§ Named-object pointing records
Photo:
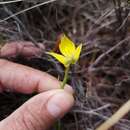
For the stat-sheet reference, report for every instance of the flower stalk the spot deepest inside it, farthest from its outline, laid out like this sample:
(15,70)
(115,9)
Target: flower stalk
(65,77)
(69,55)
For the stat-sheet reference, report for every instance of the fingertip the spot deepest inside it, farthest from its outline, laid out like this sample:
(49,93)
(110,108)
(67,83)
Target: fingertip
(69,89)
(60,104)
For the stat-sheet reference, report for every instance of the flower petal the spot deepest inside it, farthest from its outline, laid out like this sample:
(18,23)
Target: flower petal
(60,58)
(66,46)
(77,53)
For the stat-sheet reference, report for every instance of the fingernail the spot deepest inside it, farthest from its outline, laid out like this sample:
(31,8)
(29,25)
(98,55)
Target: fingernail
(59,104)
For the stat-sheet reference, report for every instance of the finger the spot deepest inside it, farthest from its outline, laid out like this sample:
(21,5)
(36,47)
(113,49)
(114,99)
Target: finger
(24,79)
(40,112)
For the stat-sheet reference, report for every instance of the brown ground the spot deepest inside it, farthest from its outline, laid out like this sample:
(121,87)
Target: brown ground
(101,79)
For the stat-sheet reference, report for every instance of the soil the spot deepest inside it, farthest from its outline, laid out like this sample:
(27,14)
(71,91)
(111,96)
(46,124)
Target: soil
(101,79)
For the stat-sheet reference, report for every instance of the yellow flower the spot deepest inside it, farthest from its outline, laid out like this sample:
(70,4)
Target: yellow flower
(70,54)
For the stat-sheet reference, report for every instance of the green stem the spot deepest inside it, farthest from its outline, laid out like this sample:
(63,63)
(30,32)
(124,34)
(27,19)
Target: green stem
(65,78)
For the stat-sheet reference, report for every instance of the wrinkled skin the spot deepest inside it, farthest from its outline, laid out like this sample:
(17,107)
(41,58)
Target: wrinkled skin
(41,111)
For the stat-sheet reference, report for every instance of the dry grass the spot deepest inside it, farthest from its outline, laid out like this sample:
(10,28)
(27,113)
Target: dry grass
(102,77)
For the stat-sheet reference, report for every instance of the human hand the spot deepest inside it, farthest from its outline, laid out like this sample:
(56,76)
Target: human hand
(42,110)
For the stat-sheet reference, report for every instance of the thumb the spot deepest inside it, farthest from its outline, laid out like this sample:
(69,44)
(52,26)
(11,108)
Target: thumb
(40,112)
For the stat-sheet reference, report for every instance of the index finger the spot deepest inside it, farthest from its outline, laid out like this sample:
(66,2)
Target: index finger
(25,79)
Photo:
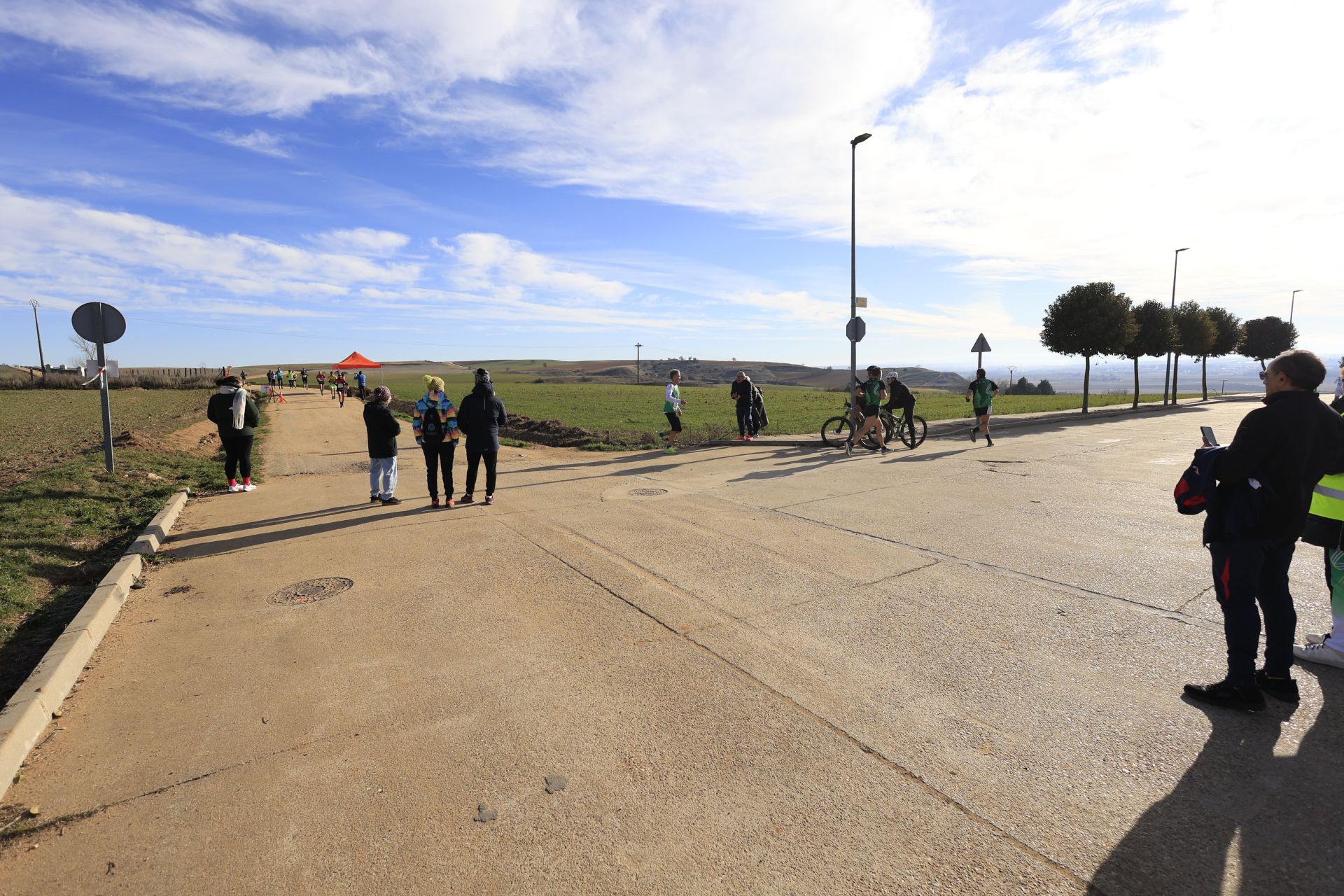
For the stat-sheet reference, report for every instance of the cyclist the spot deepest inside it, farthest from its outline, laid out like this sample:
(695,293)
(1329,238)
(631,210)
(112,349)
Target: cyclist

§ Objective
Recast all the entries above as a Markdown table with the columns Row and Line. Number each non-blank line under Row, put its text under Line, and leave out the pictures.

§ Response for this exercise
| Row | Line |
|---|---|
| 1 | Photo: |
| 2 | For the stat-sheet reference, report for every instance of the flower stalk the spot deepest inside it, farthest from its outline, laid out like this sample: |
| 3 | (15,70) |
| 4 | (115,9) |
| 5 | Target: flower stalk |
| 6 | (65,77) |
| 7 | (69,55) |
| 8 | For the stat-sheet reference, report for every instance of the fingertip the spot deepest inside it, farthest from its outline, laid out like this sample: |
| 9 | (49,93) |
| 10 | (110,108) |
| 11 | (67,83) |
| 12 | Target: fingertip |
| 13 | (69,89) |
| 14 | (60,104) |
| 15 | For the stat-sheet reference, report for every instance of the flower petal the spot deepest inside it, farthest from its outline, laid out like this sample: |
| 16 | (18,23) |
| 17 | Target: flower petal |
| 18 | (60,58) |
| 19 | (66,46) |
| 20 | (77,53) |
| 21 | For the stat-sheet reference, report for every instance of the fingernail the spot deepest inside it, farthest from its outline, laid out like this sample: |
| 22 | (31,8) |
| 23 | (29,25) |
| 24 | (98,55) |
| 25 | Target: fingernail |
| 26 | (59,104) |
| 27 | For the stat-sheet reference, report for every instance of the finger the spot deepest inside it, farthest from its outline, laid out like this sample: |
| 28 | (21,5) |
| 29 | (36,47) |
| 30 | (113,49) |
| 31 | (114,99) |
| 32 | Target: finger |
| 33 | (24,79) |
| 34 | (40,112) |
| 35 | For the stat-sheet reference, report for every instance of the brown ground the spot deepest inside it, farthest from its outline, laid out like this sample: |
| 36 | (121,87) |
| 37 | Target: brown ground |
| 38 | (101,79) |
| 39 | For the stat-sheet reference, report for every instance of the soil the spot deepest inside it, farthest from its outline, laid out like this sample: |
| 40 | (27,14) |
| 41 | (71,91) |
| 42 | (111,96) |
| 43 | (46,124) |
| 44 | Target: soil |
| 45 | (101,79) |
| 46 | For the stat-sheet reference, report for every instance of the yellow flower the spot deepest inside it, farthest from its outline, laid out like this sample: |
| 47 | (70,4) |
| 48 | Target: yellow flower |
| 49 | (70,54) |
| 50 | For the stat-sheet reference, report for every instance of the green stem the spot deepest inside it, farthest from its outline, laid out like this sample: |
| 51 | (63,63) |
| 52 | (30,32) |
| 53 | (124,34) |
| 54 | (27,19) |
| 55 | Target: green stem |
| 56 | (65,78) |
| 57 | For the stat-sheet reference, report for every instance of the wrinkled skin the spot deepest inside it, farthest from its outline, laid out like this sample: |
| 58 | (17,107) |
| 59 | (41,58) |
| 60 | Target: wrinkled skin |
| 61 | (41,111) |
| 62 | For the stat-sheet reference, report for every instance of the dry grass the spot deepest inside it, farthest from its outline, laid out like this sample: |
| 63 | (10,28) |
| 64 | (27,113) |
| 65 | Target: dry grass |
| 66 | (102,77) |
| 67 | For the stat-sheet reference, report for every instance of the human hand the spot deepest inside it, farthest from its outline, laid out like this sample: |
| 68 | (56,76) |
| 69 | Target: human hand |
| 70 | (42,110) |
| 71 | For the stat-sheet reference, report for every instance of the thumb the spot deepest inside it, farthest from its outline, laid out like this sample: |
| 72 | (69,44) |
| 73 | (52,26) |
| 74 | (11,108) |
| 75 | Target: thumb |
| 76 | (40,112) |
| 77 | For the stat-sheet reference, report for every instance of the index finger the spot deepest inside it, farthest from its outline, laid out like this sample: |
| 78 | (66,2) |
| 79 | Target: index finger |
| 80 | (25,79) |
| 81 | Photo: |
| 82 | For the stat-sheet reference, report for every instance of the cyclist the spot deepest inside it, farthest from its outline, laid out like this sample: |
| 83 | (695,293) |
| 84 | (1329,238) |
| 85 | (631,210) |
| 86 | (112,349) |
| 87 | Target: cyclist |